:: EXERCISE REQUIREMENTS ::
Count the lines in the items below that contain the string "picture", matching case exactly. Reply with the number alone.
/---
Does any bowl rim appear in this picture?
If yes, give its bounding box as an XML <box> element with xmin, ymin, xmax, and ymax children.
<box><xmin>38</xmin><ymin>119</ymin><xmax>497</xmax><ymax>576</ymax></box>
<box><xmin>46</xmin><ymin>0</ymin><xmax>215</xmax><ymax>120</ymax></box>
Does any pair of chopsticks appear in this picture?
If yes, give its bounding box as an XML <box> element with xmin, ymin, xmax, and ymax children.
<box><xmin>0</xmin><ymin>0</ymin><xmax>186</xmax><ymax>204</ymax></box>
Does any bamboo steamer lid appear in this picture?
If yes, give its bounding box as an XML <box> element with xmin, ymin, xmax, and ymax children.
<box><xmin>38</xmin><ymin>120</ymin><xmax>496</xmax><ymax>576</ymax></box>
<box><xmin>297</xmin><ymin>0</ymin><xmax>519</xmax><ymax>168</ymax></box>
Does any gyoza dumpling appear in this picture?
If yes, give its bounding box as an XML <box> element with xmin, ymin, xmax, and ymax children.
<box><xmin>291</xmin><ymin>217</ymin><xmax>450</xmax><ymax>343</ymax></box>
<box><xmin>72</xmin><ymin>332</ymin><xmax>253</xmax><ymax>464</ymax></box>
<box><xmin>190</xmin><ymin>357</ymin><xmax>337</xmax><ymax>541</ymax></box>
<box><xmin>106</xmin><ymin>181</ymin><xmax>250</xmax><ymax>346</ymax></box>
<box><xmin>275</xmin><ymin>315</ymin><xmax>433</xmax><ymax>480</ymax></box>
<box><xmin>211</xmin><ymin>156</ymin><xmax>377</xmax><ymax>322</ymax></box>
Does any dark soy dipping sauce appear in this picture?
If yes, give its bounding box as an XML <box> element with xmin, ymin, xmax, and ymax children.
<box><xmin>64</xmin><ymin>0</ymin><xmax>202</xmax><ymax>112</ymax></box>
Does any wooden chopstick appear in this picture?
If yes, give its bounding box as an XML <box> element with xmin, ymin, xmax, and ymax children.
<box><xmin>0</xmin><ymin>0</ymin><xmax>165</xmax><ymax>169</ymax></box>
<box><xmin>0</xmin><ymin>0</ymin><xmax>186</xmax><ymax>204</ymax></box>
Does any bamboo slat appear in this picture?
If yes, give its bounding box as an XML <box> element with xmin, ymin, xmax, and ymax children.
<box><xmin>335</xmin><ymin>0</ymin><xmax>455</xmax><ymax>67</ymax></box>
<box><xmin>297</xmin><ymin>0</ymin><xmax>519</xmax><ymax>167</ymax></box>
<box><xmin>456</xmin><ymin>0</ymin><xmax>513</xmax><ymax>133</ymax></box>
\---
:: TASK RESPONSE ::
7